WHAT IS EXPECTED
Reproduce the passage of the cycling trip post from "Once in Canada, there" up to and including "dust, were common.".

Wow. Last week of riding, from Tok, Alaska to Haines Junction, Canada (Canada!) has been unbelievable. Riding with awesome people, minor disasters of flat tires (one of mine) and a broken spoke (not one of mine), crazy swarming hungry mosquitoes, fun dinner/desserts/games. More below…
From right to left: Stevia, me, David, Carolyn. Stevia, David, and Carolyn are the Oregon cyclists that I had been hearing about as I neared Tok. Upon leaving Tok, we all wound up running errands in the same places and rolling out at the same time, so started riding towards Haines Junction together. They’re incredible- David and Carolyn live/work/run a farm in southern Oregon, and Stevia lives and works in Portland and knows David and Carolyn from some time back. They pretty much adopted me into their group for this portion of their ride, and unfortunately we had to go our separate ways in Haines Junction, as they’re headed south to visit some friends and return home and I’m heading on further into the Yukon. David grew up in Anchorage and knew a lot about the areas we cycled through from past rides (and gave me many tips about bears, super useful info).
Once in Canada, there were several portions of the road under construction, which means gravel. The sun was shining down hard each day, and the high temps mixed with the gravel meant dust clouds billowing up and enveloping us whenever an RV or truck roared by too quickly. Scenes like above, with us emerging from clouds of dust, were common.

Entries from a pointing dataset
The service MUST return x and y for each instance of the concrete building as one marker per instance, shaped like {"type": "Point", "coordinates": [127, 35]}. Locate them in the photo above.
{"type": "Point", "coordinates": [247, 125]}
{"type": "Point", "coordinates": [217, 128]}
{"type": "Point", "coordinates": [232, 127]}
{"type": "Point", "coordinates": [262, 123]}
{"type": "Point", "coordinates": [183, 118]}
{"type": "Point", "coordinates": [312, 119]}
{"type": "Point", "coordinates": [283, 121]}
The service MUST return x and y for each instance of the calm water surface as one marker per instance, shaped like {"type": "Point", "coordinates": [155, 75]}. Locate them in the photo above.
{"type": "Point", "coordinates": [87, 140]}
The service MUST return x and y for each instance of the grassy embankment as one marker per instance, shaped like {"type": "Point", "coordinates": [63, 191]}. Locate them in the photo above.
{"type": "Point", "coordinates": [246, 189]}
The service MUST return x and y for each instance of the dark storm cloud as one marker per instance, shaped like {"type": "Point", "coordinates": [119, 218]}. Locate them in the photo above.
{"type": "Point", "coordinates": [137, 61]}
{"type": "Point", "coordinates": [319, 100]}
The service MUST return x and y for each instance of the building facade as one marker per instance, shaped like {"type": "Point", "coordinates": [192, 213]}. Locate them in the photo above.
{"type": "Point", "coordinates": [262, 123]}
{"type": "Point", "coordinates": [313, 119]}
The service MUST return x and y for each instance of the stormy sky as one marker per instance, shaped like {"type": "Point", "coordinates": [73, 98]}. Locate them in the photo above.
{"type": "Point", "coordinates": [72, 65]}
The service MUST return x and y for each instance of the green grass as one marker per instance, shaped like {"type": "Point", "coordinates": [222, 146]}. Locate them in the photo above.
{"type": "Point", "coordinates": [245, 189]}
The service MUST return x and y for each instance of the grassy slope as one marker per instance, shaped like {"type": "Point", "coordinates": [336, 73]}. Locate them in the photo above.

SOLUTION
Once in Canada, there were several portions of the road under construction, which means gravel. The sun was shining down hard each day, and the high temps mixed with the gravel meant dust clouds billowing up and enveloping us whenever an RV or truck roared by too quickly. Scenes like above, with us emerging from clouds of dust, were common.